À l’instar de Jean-Marie Pobelle, ancien président de la chambre d’agriculture, l’éleveur Claude Taillard aux Fins a vécu la mise en place d’une filière qui fait aujourd’hui la fierté du Haut-Doubs. Il se souvient.

Au hameau de Chez le Roy, aux Fins, la ferme Taillard est emblématique de cette organisation désormais bien huilée de la filière montbéliarde et comté. Un solide G.A.E.C., membre de la coopérative des Suchaux, contribue comme autant d’autres exploitations à ce subtil équilibre entre producteurs de lait, coopératives fromagères et affineurs. Les Fins, berceau de la race montbéliarde, se targuent d’ailleurs d’être aujourd’hui encore avec une quarantaine d’exploitants sur une vingtaine de fermes, la commune la plus agricole du Doubs.

Mais pour en arriver là, “ce fut un très long combat, car tout le monde n’avait pas la même vision des choses dans les années soixante-dix” se souvient Claude Taillard. Une époque où le comté s’appelait encore gruyère de comté et où les exploitants partageaient leur production entre gruyère et emmental. “À cette époque, les Bretons se sont mis à construire de grosses usines pour fabriquer de l’emmental. Il s’est ensuivi une banalisation du produit et une inévitable baisse des prix. On n’aurait pas pu lutter bien longtemps, il a donc fallu que la filière s’organise autrement.”

Producteur de lait aujourd’hui retraité, Claude Taillard a également été président de l’U.P.R.A. Montbéliarde de 1997 à 2007.

Certains étaient pourtant partisans de cette course au gigantisme. “Je me souviens d’un directeur des services agricoles qui avait dit : “Il y a 400 coops dans le Doubs, c’est 399 de trop !” Heureusement, la profession a réagi.” Et certains acteurs de la filière lait, l’ancien maire de Loray Jean-Marie Pobelle en fut un, ont réagi. “On doit aussi l’organisation de la filière à des gens comme René Poly, un Jurassien qui avait été nommé directeur de l’agriculture en Franche-Comté. Il avait réussi quelques années plus tôt à fédérer les viticulteurs de Champagne en créant un comité interprofessionnel. Il a incité la profession à faire le même travail au sein du C.I.G.C.”

Le comté avait alors choisi son camp : celui de la qualité, avec la mise en place d’un cahier des charges strict, une livraison du lait au maximum à 25 km du lieu de production, l’instauration des plaques vertes, etc. “Mais pendant longtemps, le prix du lait a eu du mal à décoller. Il a fallu attendre le début des années 2000 pour que cette politique commence à payer, avec un prix du lait correct” se remémore Claude Taillard.

● Données brutes
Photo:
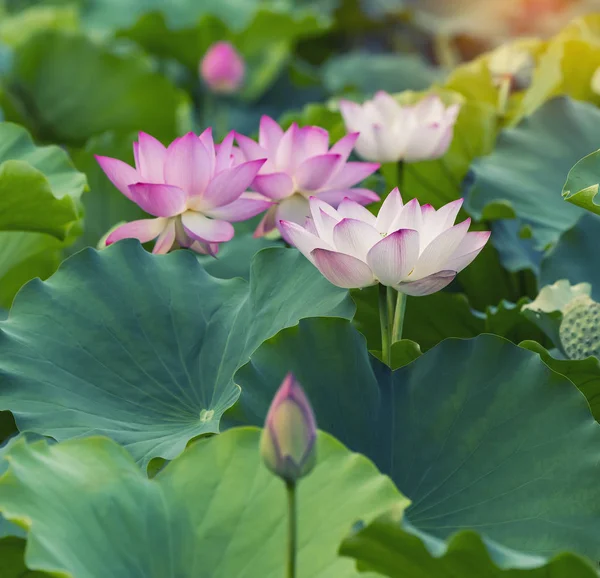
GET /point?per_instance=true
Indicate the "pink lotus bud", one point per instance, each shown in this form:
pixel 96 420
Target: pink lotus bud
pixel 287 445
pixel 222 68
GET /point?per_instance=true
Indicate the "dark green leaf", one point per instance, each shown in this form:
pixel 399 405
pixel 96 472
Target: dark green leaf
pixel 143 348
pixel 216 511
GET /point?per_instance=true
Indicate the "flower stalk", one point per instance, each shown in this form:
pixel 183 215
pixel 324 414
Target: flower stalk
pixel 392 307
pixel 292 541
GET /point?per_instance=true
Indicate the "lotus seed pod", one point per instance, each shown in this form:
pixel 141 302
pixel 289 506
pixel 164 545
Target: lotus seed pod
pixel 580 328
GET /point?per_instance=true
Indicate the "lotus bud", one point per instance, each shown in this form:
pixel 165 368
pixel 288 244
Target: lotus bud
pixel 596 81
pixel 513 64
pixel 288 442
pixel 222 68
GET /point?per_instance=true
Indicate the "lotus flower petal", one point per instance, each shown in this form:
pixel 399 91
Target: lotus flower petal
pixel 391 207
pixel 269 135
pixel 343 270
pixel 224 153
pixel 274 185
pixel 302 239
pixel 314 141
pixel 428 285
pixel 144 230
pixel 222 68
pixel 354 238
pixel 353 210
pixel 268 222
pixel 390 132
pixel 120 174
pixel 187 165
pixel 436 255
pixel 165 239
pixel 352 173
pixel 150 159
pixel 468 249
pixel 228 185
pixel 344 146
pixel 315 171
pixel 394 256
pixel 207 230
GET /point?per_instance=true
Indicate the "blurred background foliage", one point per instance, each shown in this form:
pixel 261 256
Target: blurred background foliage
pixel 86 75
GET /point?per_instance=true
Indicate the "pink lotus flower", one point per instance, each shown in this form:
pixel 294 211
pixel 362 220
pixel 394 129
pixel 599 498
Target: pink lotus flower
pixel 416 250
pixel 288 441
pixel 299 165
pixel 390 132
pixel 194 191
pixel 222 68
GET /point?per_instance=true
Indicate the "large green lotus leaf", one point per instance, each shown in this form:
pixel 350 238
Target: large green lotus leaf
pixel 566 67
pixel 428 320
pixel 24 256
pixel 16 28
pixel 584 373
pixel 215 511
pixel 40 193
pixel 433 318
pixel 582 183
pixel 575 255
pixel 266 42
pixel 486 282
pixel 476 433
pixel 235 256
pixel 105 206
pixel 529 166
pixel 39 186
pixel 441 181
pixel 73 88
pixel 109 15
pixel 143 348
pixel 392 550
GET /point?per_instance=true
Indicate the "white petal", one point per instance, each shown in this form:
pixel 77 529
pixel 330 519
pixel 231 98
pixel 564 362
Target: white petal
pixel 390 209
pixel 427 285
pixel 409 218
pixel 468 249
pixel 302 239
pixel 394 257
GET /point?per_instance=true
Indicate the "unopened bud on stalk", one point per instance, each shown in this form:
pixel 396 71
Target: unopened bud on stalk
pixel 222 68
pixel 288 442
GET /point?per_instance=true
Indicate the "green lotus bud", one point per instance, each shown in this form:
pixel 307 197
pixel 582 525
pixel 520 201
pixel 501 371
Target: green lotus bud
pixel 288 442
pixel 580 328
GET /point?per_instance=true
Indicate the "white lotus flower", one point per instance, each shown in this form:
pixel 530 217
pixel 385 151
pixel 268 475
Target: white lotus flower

● Exploiter le texte
1. Répondez à ces questions sur le texte extrait, en marquant vos réponses de la même façon :
(a) De quelle année à quelle année Claude Taillard a-t-il présidé l’U.P.R.A. Montbéliarde ?
(b) À quelle distance maximale du lieu de production le lait doit-il être livré ?
(c) Combien de coopératives le directeur des services agricoles comptait-il dans le Doubs ?
2. Donnez toutes les personnes désignées par leur nom dans le texte extrait.
3. Recopiez tout le texte extrait depuis « Mais pour en » jusqu’à « 1997 à 2007. ».

● Réponses
1.
(a) De 1997 à 2007.
(b) 25 km au maximum.
(c) 400.

2. Jean-Marie Pobelle, Claude Taillard, René Poly

3.
Mais pour en arriver là, “ce fut un très long combat, car tout le monde n’avait pas la même vision des choses dans les années soixante-dix” se souvient Claude Taillard. Une époque où le comté s’appelait encore gruyère de comté et où les exploitants partageaient leur production entre gruyère et emmental. “À cette époque, les Bretons se sont mis à construire de grosses usines pour fabriquer de l’emmental. Il s’est ensuivi une banalisation du produit et une inévitable baisse des prix. On n’aurait pas pu lutter bien longtemps, il a donc fallu que la filière s’organise autrement.”

Producteur de lait aujourd’hui retraité, Claude Taillard a également été président de l’U.P.R.A. Montbéliarde de 1997 à 2007.